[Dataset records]
○ ○ ○ ○ ○

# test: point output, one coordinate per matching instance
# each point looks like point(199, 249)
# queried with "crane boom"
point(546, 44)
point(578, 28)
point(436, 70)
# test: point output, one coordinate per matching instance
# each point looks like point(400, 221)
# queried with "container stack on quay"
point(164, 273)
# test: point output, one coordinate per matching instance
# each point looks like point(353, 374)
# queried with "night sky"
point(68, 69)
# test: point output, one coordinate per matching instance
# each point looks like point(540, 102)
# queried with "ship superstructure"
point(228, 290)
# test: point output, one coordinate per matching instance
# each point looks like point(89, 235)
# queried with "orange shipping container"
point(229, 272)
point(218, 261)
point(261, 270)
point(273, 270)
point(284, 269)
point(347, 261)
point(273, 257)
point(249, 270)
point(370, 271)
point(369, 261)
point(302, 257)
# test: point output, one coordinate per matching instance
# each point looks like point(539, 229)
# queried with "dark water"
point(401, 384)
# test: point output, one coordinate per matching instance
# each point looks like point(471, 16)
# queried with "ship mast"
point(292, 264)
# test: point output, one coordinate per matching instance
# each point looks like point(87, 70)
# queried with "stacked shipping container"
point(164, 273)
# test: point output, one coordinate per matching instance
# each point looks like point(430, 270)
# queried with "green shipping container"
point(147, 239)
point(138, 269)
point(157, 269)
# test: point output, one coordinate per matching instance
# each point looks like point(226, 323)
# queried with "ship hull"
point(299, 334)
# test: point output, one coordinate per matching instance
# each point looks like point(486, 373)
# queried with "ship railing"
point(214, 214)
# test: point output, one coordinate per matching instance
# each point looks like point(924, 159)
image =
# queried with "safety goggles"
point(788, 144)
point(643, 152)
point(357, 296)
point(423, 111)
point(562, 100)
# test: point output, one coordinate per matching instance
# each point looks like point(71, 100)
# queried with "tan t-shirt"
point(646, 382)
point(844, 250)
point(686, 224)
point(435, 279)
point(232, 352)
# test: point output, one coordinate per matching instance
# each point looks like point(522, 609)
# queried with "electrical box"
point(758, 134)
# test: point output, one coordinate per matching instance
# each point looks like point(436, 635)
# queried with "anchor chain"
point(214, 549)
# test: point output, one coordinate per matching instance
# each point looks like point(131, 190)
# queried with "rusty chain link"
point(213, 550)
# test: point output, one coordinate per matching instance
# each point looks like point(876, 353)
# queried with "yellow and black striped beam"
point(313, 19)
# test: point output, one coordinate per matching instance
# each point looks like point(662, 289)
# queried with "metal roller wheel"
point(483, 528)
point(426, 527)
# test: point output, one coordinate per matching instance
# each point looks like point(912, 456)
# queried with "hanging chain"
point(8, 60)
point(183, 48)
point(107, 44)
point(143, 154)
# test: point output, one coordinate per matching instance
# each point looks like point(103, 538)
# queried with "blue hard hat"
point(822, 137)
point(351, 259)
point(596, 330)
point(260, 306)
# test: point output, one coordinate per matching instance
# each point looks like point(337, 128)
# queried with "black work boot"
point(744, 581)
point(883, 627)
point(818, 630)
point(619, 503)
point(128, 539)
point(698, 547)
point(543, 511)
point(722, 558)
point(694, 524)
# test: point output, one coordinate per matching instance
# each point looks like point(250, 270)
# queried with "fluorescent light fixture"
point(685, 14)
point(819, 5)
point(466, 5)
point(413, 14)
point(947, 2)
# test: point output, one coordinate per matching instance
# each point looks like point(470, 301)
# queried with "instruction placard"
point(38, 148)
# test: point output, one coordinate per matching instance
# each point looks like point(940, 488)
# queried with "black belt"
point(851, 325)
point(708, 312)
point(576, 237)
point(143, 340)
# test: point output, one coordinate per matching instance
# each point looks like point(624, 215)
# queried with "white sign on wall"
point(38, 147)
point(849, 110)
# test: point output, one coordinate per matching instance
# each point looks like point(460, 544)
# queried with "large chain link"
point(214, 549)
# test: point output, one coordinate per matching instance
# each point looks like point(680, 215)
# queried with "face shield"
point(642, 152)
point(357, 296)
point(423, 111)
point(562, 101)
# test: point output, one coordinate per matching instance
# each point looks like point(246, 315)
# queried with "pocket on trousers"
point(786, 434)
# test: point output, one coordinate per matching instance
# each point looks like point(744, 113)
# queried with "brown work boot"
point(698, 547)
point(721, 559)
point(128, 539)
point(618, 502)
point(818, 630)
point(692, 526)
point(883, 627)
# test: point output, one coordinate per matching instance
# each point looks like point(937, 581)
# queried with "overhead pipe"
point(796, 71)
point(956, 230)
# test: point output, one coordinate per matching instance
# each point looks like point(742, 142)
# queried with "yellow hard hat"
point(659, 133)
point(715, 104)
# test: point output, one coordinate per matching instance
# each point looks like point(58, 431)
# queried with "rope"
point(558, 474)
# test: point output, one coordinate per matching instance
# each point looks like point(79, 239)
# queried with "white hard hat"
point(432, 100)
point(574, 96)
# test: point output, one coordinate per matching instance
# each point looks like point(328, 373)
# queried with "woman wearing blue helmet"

○ ○ ○ ○ ○

● **Work to complete**
Retype all the records above without changing a word.

● **Written response**
# test: point output, one coordinate per matching instance
# each point looks like point(199, 249)
# queried with "crane boom"
point(546, 44)
point(578, 28)
point(436, 70)
# test: point output, one coordinate per matching instance
# each point looks like point(400, 221)
# queried with "container stack on quay"
point(164, 273)
# test: point output, one coordinate per matching instance
# each point looks like point(353, 374)
# queried with "night sky"
point(68, 69)
# test: point output, one coordinate per matching instance
# each point looks like point(540, 102)
# queried with "ship superstructure"
point(228, 290)
# test: point output, one coordinate per matching instance
# each point looks like point(89, 235)
# queried with "orange shipping container"
point(229, 272)
point(218, 261)
point(261, 270)
point(273, 270)
point(284, 269)
point(347, 261)
point(273, 257)
point(249, 270)
point(370, 271)
point(369, 261)
point(302, 257)
# test: point output, one coordinate per matching instance
# each point looks like point(539, 229)
# queried with "dark water"
point(401, 384)
# test: point output, one coordinate per matching instance
# each point looks like point(471, 16)
# queried with "ship mast"
point(292, 264)
# test: point output, one coordinate per matching instance
# each point looks like point(87, 70)
# queried with "stacked shipping container"
point(164, 273)
# test: point output, one coordinate per matching instance
# each point looks like point(430, 270)
# queried with "green shipping container"
point(147, 239)
point(138, 269)
point(157, 269)
# test: point output, one coordinate per matching instance
# each point looks like point(226, 323)
# queried with "ship hull"
point(299, 334)
# test: point output, one coordinate per matching instance
# each point looks like point(486, 373)
# queried with "ship railing"
point(214, 214)
# test: point output, one coordinate per matching instance
# each point looks like point(924, 159)
image =
# queried with "safety goggles"
point(788, 144)
point(643, 152)
point(357, 296)
point(423, 111)
point(562, 100)
# test: point output, one coordinate per matching instance
# each point looks like point(71, 100)
# queried with "tan t-shirt"
point(646, 382)
point(844, 250)
point(686, 224)
point(435, 279)
point(232, 352)
# test: point output, one coordinate per matching instance
# each point looks like point(522, 609)
# queried with "electrical box"
point(758, 134)
# test: point output, one coordinate per matching instance
# each point looks like point(436, 635)
# queried with "anchor chain"
point(214, 549)
# test: point output, one coordinate per matching instance
# each point looks like point(131, 190)
# queried with "rusty chain link"
point(213, 550)
# test: point output, one coordinate per matching instance
# each point looks like point(876, 353)
# queried with "yellow and black striped beam"
point(313, 19)
# test: point output, one coordinate per matching instance
# each point looks like point(662, 289)
# queried with "metal roller wheel"
point(483, 528)
point(426, 527)
# test: point output, one coordinate per matching instance
# each point looks like point(912, 456)
# queried with "hanging chain"
point(8, 60)
point(183, 48)
point(107, 44)
point(143, 154)
# test: point output, one coordinate per matching instance
# each point looks like point(103, 538)
# queried with "blue hard hat"
point(822, 137)
point(351, 259)
point(596, 330)
point(260, 306)
# test: point output, one coordinate per matching instance
# each point looks like point(337, 128)
# queried with "black work boot"
point(744, 581)
point(883, 627)
point(818, 630)
point(619, 503)
point(128, 539)
point(698, 547)
point(543, 511)
point(722, 558)
point(694, 524)
# test: point output, one coordinate per matching instance
# each point looks like point(250, 270)
# queried with "fluorescent light fixture"
point(685, 14)
point(819, 5)
point(466, 5)
point(413, 14)
point(947, 2)
# test: point output, one coordinate per matching instance
# each point looks like point(470, 301)
# queried with "instruction placard"
point(38, 148)
# test: point output, one coordinate per matching instance
# each point looks like point(940, 488)
# queried with "black belt"
point(851, 325)
point(708, 312)
point(576, 237)
point(143, 340)
# test: point output, one coordinate per matching instance
# each point looks like point(624, 215)
# queried with "white sign on wall"
point(38, 147)
point(849, 110)
# test: point output, one coordinate per matching instance
# each point looks like point(460, 544)
# queried with "large chain link"
point(214, 549)
# test: point output, one coordinate per matching instance
# each point looks like point(680, 215)
# queried with "face shield"
point(642, 152)
point(357, 296)
point(423, 111)
point(562, 101)
# test: point output, one coordinate per matching instance
# each point looks like point(246, 315)
# queried with "pocket on trousers"
point(786, 434)
# test: point output, one coordinate per matching instance
# each point looks like point(744, 113)
# queried with "brown work boot"
point(698, 547)
point(721, 559)
point(128, 539)
point(618, 502)
point(818, 630)
point(692, 526)
point(883, 627)
# test: point output, one coordinate per matching instance
# each point looks like point(937, 581)
# queried with "overhead pipe"
point(796, 71)
point(956, 230)
# test: point output, one coordinate per matching instance
# each point looks like point(742, 142)
# queried with "yellow hard hat"
point(659, 133)
point(715, 104)
# test: point output, one coordinate per matching instance
# each point looks like point(58, 431)
# queried with "rope"
point(558, 474)
# test: point output, one coordinate per matching instance
# each point looks like point(79, 239)
# queried with "white hard hat"
point(432, 100)
point(574, 96)
# test: point output, one coordinate per matching instance
# each point looks like point(328, 373)
# queried with "woman wearing blue helmet"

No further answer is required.